> _Required task_: Pull out each line in the records below that contains the word "lawn", treating uppercase and lowercase as different.

(Items listed in a dataset)

^^^^

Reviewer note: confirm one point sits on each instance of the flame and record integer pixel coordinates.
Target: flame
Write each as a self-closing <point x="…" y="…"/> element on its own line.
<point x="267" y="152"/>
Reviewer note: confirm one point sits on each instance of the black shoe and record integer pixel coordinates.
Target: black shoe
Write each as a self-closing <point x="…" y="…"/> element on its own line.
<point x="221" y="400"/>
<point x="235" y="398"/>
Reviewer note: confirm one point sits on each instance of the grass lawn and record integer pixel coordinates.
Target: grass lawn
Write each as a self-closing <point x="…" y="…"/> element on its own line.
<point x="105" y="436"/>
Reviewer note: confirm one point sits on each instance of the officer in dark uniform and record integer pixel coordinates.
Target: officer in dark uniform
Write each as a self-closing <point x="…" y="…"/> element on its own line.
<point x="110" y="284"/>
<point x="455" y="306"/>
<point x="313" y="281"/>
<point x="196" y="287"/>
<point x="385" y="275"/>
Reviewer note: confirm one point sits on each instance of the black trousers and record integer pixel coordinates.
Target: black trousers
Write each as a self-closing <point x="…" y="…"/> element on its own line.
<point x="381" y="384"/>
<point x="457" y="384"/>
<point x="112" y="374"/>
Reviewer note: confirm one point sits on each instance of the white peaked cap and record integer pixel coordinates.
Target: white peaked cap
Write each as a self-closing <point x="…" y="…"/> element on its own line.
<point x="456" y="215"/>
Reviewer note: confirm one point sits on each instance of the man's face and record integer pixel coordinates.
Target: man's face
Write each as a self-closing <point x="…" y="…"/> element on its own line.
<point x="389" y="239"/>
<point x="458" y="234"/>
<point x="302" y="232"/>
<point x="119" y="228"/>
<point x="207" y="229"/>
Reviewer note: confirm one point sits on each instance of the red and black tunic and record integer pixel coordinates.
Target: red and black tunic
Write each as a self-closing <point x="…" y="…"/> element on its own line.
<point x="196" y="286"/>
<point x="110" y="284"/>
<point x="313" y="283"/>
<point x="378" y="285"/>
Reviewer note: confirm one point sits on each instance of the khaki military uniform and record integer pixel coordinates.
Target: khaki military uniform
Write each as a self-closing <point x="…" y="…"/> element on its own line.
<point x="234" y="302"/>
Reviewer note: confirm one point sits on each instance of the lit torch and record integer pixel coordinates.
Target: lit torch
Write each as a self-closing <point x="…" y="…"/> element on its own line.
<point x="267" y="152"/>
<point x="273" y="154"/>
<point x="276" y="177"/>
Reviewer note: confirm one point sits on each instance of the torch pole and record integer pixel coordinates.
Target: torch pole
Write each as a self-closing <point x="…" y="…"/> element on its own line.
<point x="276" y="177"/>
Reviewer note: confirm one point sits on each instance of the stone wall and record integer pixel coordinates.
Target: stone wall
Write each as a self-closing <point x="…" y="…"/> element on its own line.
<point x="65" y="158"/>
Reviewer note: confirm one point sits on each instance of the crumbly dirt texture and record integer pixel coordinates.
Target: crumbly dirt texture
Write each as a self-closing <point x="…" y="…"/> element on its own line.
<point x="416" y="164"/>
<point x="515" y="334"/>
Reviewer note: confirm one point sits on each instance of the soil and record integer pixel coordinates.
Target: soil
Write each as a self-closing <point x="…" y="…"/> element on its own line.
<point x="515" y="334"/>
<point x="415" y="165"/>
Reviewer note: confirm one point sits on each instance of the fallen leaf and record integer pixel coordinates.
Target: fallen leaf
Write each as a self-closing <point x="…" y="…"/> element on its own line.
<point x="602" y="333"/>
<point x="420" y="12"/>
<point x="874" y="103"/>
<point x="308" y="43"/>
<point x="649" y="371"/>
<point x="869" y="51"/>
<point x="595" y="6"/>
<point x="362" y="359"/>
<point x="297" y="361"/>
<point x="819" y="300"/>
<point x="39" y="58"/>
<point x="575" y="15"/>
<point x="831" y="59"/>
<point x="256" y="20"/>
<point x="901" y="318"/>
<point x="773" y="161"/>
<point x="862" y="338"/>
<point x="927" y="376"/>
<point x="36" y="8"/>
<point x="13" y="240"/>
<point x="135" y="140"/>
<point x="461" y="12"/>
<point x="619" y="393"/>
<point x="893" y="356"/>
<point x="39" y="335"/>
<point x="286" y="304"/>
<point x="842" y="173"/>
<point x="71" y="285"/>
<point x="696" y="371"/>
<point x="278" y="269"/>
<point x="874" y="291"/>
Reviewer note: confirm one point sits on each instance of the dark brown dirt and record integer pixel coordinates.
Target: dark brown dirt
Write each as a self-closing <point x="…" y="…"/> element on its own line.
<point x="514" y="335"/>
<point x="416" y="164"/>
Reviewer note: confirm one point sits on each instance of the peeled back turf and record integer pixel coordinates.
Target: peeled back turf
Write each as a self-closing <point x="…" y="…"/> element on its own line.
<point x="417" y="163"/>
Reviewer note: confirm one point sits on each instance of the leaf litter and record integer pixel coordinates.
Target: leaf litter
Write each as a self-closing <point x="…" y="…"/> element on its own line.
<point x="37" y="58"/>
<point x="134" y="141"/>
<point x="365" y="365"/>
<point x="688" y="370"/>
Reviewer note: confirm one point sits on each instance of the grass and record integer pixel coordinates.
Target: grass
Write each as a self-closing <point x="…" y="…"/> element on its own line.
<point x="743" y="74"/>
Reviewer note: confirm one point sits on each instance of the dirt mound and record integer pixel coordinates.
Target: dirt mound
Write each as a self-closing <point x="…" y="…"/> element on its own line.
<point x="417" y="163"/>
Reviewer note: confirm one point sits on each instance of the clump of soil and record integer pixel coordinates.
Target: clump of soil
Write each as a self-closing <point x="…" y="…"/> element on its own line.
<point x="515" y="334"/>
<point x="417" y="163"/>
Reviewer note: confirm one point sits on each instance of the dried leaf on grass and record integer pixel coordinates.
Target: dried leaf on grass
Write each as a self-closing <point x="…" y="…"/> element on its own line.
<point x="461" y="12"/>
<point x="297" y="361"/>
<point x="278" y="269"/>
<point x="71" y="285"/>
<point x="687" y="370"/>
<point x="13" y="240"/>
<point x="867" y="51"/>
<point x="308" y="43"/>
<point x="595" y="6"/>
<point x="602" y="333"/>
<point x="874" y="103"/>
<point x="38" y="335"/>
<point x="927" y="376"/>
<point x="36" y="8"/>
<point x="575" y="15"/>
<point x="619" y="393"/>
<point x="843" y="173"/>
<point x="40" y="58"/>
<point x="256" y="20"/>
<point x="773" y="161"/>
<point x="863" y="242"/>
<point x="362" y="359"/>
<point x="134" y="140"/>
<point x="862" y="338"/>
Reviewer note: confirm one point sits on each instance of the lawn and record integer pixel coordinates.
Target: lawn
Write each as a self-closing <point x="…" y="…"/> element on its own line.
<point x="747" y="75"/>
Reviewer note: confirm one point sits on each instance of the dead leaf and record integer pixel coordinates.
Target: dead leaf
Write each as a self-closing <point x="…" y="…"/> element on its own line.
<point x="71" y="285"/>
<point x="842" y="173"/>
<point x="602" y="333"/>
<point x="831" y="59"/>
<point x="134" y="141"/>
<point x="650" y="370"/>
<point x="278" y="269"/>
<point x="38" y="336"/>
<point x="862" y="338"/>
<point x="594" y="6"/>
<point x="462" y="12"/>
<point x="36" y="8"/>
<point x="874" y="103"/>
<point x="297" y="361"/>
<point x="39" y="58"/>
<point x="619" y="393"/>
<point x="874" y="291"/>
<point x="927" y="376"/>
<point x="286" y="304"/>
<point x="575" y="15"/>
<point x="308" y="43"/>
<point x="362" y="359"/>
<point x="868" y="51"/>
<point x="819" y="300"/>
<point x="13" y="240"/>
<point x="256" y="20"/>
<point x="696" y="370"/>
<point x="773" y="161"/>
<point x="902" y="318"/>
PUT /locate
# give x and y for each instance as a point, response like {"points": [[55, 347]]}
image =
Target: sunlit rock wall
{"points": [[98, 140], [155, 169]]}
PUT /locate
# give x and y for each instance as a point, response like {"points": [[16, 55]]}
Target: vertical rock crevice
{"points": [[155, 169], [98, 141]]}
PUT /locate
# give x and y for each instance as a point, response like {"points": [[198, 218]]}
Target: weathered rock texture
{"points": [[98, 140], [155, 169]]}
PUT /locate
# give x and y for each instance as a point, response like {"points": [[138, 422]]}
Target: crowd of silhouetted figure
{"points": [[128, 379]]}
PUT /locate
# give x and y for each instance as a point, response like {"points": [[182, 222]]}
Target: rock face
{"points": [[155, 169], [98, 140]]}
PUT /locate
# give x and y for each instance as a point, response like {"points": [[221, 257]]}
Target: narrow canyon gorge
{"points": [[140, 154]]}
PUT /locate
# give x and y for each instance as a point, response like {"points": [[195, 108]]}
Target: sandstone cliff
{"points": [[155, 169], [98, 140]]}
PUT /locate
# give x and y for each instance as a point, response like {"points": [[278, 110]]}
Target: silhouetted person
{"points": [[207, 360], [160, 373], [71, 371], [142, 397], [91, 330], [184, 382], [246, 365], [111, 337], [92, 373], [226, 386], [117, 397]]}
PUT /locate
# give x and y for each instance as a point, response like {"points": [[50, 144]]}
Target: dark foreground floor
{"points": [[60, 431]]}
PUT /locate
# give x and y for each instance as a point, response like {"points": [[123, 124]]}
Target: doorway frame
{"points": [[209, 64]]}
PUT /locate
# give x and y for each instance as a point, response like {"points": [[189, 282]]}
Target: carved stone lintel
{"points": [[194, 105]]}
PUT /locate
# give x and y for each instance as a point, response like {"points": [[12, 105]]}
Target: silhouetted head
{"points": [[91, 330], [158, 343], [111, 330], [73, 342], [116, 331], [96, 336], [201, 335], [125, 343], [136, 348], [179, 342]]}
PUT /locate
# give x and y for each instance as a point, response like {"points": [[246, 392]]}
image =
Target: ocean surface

^^^^

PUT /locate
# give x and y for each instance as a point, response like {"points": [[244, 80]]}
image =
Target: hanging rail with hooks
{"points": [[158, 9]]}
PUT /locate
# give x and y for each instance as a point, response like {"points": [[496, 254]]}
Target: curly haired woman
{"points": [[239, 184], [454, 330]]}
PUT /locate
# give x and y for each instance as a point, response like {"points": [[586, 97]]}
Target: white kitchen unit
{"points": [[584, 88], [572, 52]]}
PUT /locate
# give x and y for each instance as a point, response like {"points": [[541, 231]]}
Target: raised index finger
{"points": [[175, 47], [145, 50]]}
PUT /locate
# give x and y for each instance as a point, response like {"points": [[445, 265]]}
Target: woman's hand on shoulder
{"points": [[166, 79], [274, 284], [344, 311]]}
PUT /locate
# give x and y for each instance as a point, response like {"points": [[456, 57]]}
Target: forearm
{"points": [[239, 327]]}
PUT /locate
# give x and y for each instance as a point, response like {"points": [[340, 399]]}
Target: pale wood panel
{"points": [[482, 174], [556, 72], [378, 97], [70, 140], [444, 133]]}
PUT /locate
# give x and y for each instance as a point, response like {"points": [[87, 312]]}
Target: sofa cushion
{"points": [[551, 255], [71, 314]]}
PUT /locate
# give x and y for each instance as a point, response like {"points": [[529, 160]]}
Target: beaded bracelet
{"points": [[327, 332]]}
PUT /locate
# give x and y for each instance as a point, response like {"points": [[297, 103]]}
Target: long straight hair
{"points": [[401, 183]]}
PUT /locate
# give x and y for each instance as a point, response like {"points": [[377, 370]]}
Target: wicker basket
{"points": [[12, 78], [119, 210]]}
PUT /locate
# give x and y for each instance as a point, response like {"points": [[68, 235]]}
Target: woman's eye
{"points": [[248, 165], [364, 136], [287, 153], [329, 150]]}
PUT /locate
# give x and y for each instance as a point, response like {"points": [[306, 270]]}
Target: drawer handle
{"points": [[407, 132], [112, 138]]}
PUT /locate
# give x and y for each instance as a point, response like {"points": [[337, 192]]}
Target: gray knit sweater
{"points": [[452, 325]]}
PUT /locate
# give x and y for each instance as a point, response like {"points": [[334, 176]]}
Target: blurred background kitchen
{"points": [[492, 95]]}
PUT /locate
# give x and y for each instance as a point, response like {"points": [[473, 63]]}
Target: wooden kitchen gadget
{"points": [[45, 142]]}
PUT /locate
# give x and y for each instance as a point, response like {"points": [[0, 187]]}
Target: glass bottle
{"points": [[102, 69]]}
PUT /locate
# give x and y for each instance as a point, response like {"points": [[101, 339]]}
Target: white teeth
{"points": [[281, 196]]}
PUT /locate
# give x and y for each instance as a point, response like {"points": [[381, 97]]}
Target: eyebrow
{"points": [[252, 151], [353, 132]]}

^^^^

> _Solution for this exercise_:
Reviewer note: confirm one point sits on each instance of the grass lawn and record integer pixel coordinates.
Target: grass lawn
Reviewer note: confirm one point sits on each instance of the lawn and record integer pixel coordinates.
Target: lawn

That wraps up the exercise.